━━━━━ Records for this exercise
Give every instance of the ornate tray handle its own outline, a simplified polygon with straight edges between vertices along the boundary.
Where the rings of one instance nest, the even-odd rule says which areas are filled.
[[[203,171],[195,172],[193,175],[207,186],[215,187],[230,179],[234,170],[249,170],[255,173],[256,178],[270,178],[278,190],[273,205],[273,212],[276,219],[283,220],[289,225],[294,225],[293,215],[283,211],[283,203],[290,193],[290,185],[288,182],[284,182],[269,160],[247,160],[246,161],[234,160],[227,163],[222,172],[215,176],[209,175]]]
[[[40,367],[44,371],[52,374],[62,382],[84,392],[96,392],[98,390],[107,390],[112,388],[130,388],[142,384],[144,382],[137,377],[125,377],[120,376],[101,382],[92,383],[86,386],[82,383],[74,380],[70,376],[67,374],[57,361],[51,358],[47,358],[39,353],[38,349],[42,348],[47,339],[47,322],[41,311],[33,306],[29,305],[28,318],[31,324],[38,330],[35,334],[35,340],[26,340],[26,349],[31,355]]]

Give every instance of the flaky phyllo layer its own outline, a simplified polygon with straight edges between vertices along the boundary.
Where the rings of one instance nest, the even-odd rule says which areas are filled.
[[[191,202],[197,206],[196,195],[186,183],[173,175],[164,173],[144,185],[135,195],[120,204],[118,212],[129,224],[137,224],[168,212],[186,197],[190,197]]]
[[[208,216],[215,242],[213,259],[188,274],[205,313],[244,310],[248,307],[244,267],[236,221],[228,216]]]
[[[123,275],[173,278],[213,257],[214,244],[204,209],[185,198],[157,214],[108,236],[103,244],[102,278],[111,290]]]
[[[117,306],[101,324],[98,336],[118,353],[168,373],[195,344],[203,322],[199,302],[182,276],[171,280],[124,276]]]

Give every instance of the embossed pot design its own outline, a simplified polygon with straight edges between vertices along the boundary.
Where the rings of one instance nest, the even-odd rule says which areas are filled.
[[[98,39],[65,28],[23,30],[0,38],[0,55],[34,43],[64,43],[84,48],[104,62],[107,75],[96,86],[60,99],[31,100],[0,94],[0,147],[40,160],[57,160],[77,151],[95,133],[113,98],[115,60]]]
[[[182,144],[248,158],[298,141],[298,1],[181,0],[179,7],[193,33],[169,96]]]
━━━━━━━━━━
Reproduce every record above line for line, without changing a single character.

Give every instance of the ornate tray handle its own outline, a simplified polygon with straight edges between vertices along the boundary.
Where the rings of one instance nest, the even-odd rule says which areas are filled.
[[[203,171],[195,172],[193,175],[207,186],[215,187],[230,179],[234,170],[249,170],[255,173],[256,178],[270,178],[278,190],[273,205],[273,212],[276,219],[283,220],[289,225],[294,225],[293,215],[283,211],[283,203],[290,193],[290,185],[288,182],[284,182],[269,160],[247,160],[246,161],[234,160],[227,163],[222,172],[215,176],[209,175]]]
[[[40,367],[44,371],[52,374],[62,382],[84,392],[96,392],[98,390],[107,390],[112,388],[130,388],[142,384],[144,382],[137,377],[125,377],[120,376],[101,382],[92,383],[86,386],[82,383],[74,380],[70,376],[67,374],[57,361],[51,358],[47,358],[39,353],[38,349],[42,348],[47,339],[47,322],[41,311],[33,306],[29,305],[28,318],[31,324],[38,330],[35,334],[35,340],[26,340],[26,349],[31,355]]]

Give every instance of the flaky phyllo layer its own outline, a simplified polygon with straight edges between vertices along the boundary.
Where the rings of one instance nest, the even-odd rule says which areas are filled.
[[[191,202],[197,206],[196,195],[186,183],[173,175],[164,173],[144,185],[135,195],[120,204],[118,212],[129,224],[137,224],[168,212],[186,197],[190,197]]]
[[[208,216],[215,242],[213,259],[188,274],[205,313],[244,310],[248,307],[244,267],[236,221],[228,216]]]
[[[123,275],[173,278],[213,257],[214,244],[204,209],[185,198],[157,214],[108,236],[103,244],[102,278],[111,290]]]
[[[117,306],[101,324],[98,336],[118,353],[168,373],[195,344],[203,322],[199,302],[182,276],[171,280],[124,276]]]

Give every instance of the embossed pot design its own outline, a simplified polygon with straight edges between vertices along the boundary.
Where the rings of one instance nest, the even-odd rule says which areas are filled.
[[[98,39],[65,28],[23,30],[0,38],[0,55],[34,43],[64,43],[84,48],[104,62],[107,75],[96,86],[60,99],[31,100],[0,94],[0,147],[40,160],[57,160],[77,151],[95,133],[113,98],[115,60]]]
[[[182,144],[248,158],[298,141],[298,1],[181,0],[179,7],[193,33],[169,96]]]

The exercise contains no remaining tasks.